Stated goal A
Reproduce the entries verbatim, starting at the line that contains "Expected: one point per instance of the parked" and ending with the final line of the entries.

Document section
Sunday 3 June 2018

I too have a tiger story

Pavankali winked at me. The wink was definitely out of place, but then elephants are autonomous creatures, persistent in what they think is right for the moment and not unduly excited by something as transient as atmosphere. The wink was out of place because of the atmosphere. We were in midst of a forest. There were tall old Sal trees meditatively reigning all around us, densely clustered in their individual solitude, in which they infrequently allowed a sunbeam or two. The sunbeam would filter through a canopy of tremulous leaves, via the tensile beauty of a spider’s web, and fall on the silent camouflage of a grey-brown insect. These were moments for recognising higher truths. Pavankali, of course, chose to wink.

She winked because her mahaout had just commented in the magical lilt of eastern UP – “Ee Pavankali toh saamne ser dekhat hee us par daurat hai” (the moment she comes face to face with a tiger she charges at him), the creases on his face defining the mysterious bond that ties mahaouts to their elephants. She winked as a teenage son would to his friend, when his mother exaggerated what seemed like adolescent foibles. She winked because she knew I was on her side. But she didn’t know that at that exact moment I was also irrevocably lost to her. For the magic word had been spoken. After all my secret finger crossing and hoping against hope, I had come across an insider, a mahaout who lived in these jungles, who could actually confirm by his casual comment, without even meaning to, that tigers could indeed be seen in Dudhwa National Park.

Now this was April 2005. The country was abuzz with news of the missing tigers of Sariska. Editorials were being written and task forces set up. And those in the know bemoaned the staged ‘tiger show’ quality of the tourist sightings in the more famous national parks. As I went about the business of packing odomos and procuring a sun-hat before leaving for Dudhwa, I was wise and superior: "Why are tourists obsessed about seeing tigers its as if the whole trip is a waste if you don’t see one there’s so much more to a forest than seeing a tiger, isn’t it?"

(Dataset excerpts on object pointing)
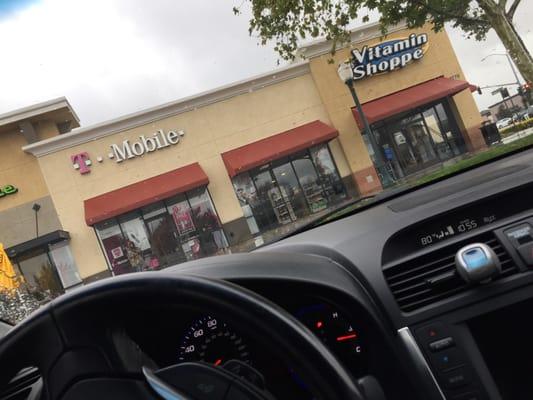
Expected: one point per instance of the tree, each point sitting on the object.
(506, 112)
(289, 21)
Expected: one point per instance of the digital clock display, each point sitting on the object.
(457, 222)
(446, 232)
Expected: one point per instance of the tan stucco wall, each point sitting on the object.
(439, 60)
(20, 170)
(210, 131)
(225, 125)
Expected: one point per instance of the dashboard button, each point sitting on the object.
(526, 252)
(442, 344)
(456, 378)
(447, 359)
(468, 396)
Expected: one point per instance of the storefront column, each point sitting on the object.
(468, 118)
(338, 102)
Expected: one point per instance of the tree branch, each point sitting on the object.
(512, 9)
(450, 15)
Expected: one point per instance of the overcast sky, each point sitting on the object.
(113, 57)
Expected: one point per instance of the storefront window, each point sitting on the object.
(285, 190)
(327, 172)
(163, 234)
(308, 178)
(166, 249)
(290, 189)
(454, 140)
(39, 273)
(211, 236)
(416, 140)
(247, 196)
(441, 144)
(63, 260)
(269, 208)
(113, 243)
(136, 244)
(181, 214)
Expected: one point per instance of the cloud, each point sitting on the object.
(8, 7)
(112, 57)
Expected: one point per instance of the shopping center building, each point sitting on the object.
(204, 174)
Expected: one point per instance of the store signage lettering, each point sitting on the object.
(388, 56)
(81, 162)
(7, 190)
(159, 140)
(128, 149)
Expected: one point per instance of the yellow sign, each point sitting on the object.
(8, 277)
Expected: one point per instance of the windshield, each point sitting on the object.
(136, 135)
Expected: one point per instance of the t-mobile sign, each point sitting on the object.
(129, 149)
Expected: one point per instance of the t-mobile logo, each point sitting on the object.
(81, 162)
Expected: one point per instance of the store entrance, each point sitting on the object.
(289, 188)
(413, 144)
(419, 139)
(274, 205)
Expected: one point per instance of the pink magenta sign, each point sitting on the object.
(81, 162)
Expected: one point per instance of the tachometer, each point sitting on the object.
(211, 341)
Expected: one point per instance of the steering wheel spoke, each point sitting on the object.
(201, 381)
(71, 341)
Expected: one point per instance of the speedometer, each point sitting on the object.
(212, 341)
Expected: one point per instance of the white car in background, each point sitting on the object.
(503, 123)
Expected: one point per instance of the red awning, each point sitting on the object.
(277, 146)
(409, 98)
(142, 193)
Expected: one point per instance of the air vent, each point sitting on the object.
(432, 277)
(27, 384)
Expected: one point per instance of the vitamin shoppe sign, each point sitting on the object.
(7, 190)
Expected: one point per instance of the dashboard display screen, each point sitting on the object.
(459, 221)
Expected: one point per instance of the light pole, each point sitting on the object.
(511, 64)
(36, 207)
(346, 75)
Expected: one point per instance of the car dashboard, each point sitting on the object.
(381, 289)
(392, 266)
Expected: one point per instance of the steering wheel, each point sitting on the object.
(71, 343)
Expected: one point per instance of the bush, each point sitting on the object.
(517, 127)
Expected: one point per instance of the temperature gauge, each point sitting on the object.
(337, 332)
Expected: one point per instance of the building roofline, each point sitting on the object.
(505, 100)
(37, 109)
(358, 35)
(82, 135)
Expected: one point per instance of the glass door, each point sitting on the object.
(166, 249)
(290, 189)
(308, 178)
(40, 273)
(271, 207)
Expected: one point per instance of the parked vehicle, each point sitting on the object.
(503, 123)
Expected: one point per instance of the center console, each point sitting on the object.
(477, 341)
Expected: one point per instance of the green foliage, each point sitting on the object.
(287, 22)
(506, 112)
(517, 127)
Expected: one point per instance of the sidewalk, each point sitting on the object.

Stated goal B
Continue the Dudhwa National Park tiger story from the point where the text stops.

Final answer A
Expected: one point per instance of the parked vehicle, each point sitting on the object.
(503, 123)
Expected: one point per instance of the center console, each point sitting on the object.
(477, 341)
Expected: one point per instance of the green foliage, each point sitting on the object.
(287, 22)
(506, 112)
(517, 127)
Expected: one point per instance of the sidewalk, each point sitting on the object.

Final answer B
There is. The fact is that the forest manages to lend an electrical charge to the sighting of a caterpillar. I remember ambling disconsolately away from the forest office on my first day, having been told, no madam, you cannot drive into the forest throughout your visit because there is a tiger census on and the park is closed. I was kicking a blameless pebble, standing on the road at the periphery of the forest, when a couple of cheetal emerged. Cheetal. Spotted deer. Available all over the country, seen in several urban district parks on morning walks and caged in many self respecting resort hotels in UP. And yet my heart missed a beat. The moment of emergence from the shadowy trees when a creature is just a creature and not “cheetal” or “tiger” – potentially carnivorous, hoof-footed, antlered, slow-moving…; the recognition that there is not the slightest barrier to physical contact between the two of you; the context of sensuous life that the forest produces – sound, smell, chill, absence of familiar things – this is what they all add up to make – a forever-remembered, missing heartbeat. That is the magic of the forest. It can make the focusing of binoculars on an eagle hugely exciting, and the discovery that the logs in the Suheli river are well-camouflaged crocodiles, a matter of immense joy.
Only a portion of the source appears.